▸ **EXERCISE REQUIREMENTS**:
a - In the passage on JSOC's Balad operation, what phrase did a high-ranking British visitor use to describe it?
b - Continue the passage on JSOC's Balad operation, starting after its final sentence.

▸ **DOCUMENT PASSAGE**:
= = = = = = =
A high-ranking British visitor to JSOC’s Balad operation commented that it smacked of “industrial counterterrorism.” He did not mean it as a compliment, but many in the system took it as one. Some spoke approvingly of the “machine.” McChrystal himself could wax lyrical about his creation. Reminiscing years later about happy days at Balad, he described his impressions thus:

… as night fell, the operations center hummed with serious, focused activity. Soon, the rumble of helicopters and aircraft, some throaty, some a high whine, bounced across the darkened gravel and off the cement walls and barriers of our compound. The sound grew in layers, building like a chorus singing a round, as one set of rotors, propellers, or jet engines came alive, joined the cacophony, and then departed the airfield. Gradually, the chorus dissipated until silence returned to the darkened base.
= = = = = = =
▸ **Recorded data**:

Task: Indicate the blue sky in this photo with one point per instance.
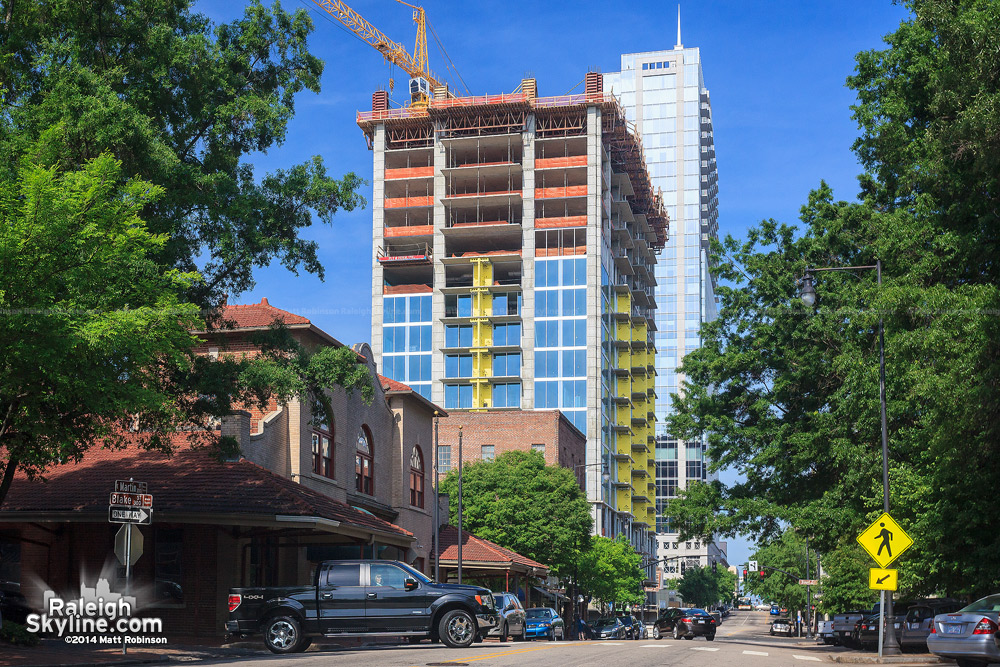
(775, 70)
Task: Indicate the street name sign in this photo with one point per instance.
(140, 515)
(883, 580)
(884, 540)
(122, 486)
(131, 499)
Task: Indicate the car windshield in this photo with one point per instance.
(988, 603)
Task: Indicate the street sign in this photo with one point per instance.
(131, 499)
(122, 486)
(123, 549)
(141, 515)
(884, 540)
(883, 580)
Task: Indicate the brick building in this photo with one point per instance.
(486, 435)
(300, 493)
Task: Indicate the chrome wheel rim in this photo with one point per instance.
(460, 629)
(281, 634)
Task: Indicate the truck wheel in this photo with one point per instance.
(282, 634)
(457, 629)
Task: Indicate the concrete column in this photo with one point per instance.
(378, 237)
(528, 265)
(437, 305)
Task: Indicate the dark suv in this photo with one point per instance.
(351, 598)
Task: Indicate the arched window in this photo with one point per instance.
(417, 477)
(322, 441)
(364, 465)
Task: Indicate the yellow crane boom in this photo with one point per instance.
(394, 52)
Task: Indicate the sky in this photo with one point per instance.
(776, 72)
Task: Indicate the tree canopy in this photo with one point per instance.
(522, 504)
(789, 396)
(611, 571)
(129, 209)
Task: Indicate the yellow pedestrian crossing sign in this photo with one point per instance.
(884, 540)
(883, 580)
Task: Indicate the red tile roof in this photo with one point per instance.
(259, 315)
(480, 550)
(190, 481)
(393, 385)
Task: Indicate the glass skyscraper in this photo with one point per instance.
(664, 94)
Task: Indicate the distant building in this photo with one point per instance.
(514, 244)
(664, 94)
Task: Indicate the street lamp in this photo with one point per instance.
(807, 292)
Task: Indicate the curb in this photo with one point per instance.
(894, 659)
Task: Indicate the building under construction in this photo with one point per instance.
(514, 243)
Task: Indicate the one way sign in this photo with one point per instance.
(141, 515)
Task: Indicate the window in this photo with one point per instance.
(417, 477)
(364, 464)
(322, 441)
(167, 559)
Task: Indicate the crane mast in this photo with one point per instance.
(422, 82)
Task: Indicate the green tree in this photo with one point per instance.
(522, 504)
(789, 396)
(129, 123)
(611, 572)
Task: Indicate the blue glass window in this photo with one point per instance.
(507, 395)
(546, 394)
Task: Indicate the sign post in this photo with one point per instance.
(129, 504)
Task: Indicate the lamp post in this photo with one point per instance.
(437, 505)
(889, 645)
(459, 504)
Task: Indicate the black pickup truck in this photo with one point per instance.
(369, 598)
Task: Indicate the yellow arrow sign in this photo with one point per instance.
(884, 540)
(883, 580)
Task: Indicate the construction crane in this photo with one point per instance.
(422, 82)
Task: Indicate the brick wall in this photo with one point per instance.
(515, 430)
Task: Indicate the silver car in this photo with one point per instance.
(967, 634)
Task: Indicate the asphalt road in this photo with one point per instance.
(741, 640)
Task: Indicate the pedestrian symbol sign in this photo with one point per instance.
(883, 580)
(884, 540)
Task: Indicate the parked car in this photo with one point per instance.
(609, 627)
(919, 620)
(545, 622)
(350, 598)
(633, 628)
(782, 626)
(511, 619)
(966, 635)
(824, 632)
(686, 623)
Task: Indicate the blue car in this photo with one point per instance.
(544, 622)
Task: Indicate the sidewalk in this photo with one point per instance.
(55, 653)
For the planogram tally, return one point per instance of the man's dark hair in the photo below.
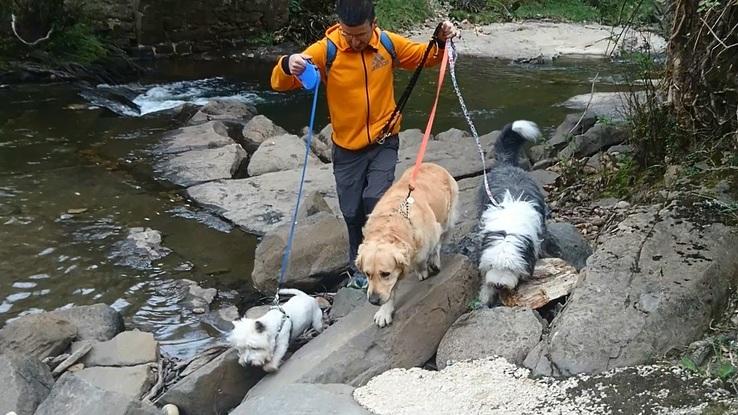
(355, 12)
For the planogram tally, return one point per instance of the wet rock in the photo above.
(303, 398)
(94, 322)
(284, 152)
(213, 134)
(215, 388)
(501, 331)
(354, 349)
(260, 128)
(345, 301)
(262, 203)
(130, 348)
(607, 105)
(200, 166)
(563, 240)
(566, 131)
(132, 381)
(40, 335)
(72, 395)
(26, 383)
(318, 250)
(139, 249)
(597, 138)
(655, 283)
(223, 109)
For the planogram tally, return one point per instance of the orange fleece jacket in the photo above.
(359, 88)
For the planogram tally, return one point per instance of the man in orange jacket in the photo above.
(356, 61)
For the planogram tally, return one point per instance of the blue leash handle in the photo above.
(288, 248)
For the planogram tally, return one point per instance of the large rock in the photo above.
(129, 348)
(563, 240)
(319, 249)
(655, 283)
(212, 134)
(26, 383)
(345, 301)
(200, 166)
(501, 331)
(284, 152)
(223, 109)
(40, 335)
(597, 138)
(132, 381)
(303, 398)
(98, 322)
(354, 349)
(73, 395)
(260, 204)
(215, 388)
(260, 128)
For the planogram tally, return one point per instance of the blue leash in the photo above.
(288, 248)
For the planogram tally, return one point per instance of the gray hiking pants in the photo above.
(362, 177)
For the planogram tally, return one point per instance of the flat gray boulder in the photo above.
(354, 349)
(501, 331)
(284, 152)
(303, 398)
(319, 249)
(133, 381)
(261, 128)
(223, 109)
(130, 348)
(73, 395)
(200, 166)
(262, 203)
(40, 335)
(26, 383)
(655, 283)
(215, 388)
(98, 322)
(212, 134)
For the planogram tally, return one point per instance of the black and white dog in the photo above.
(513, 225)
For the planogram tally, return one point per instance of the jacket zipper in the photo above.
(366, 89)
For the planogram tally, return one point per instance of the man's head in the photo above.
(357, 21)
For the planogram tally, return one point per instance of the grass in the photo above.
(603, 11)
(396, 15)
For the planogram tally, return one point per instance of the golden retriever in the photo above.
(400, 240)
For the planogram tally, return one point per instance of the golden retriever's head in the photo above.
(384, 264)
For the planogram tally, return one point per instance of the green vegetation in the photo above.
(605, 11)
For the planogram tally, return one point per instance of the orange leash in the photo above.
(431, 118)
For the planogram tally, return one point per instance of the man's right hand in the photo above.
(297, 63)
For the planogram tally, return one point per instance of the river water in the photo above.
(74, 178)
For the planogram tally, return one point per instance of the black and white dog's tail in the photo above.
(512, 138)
= = = = = = =
▸ **ANSWERS FOR THE EXERCISE**:
a - He said it smacked of "industrial counterterrorism."

b -
The entire operation was very self-contained and secretive, with little news seeping into the outside world of what was going on apart from discreet references by privileged insiders. Even other components of the occupation regime were largely left in ignorance; McChrystal communicated with the regular forces only at the highest level. A “flimsy” (a printed message on a secure fax) would arrive each morning in the Baghdad military headquarters’ SCIF (Secure Compartmented Information Facility), the repository for especially secret material detailing the previous night’s JSOC raids. The paper had to be destroyed in the classified shredder by noon at the latest. “It was bad stuff,” said one former inmate of the SCIF who made a point of perusing these short-lived documents. “They were really running riot, shooting up rooms-full of people, massacring families, night after night after night.”

Such mayhem denoted what McChrystal later described as an artful shift in strategy. Despite the resources directed against him, Zarqawi had survived and expanded his operations, helping to kill hundreds of Shia in suicide bomb attacks and most dramatically blowing up the much-venerated Al-Askar Shi’ite shrine in Samarra in February 2006. The revised JSOC strategy, according to McChrystal, was to “disembowel the organization by targeting its midlevel commanders. They ran AQI day to day and retained the institutional wisdom for operations. By hollowing out its midsection, we believed we could get the organization to collapse on itself.”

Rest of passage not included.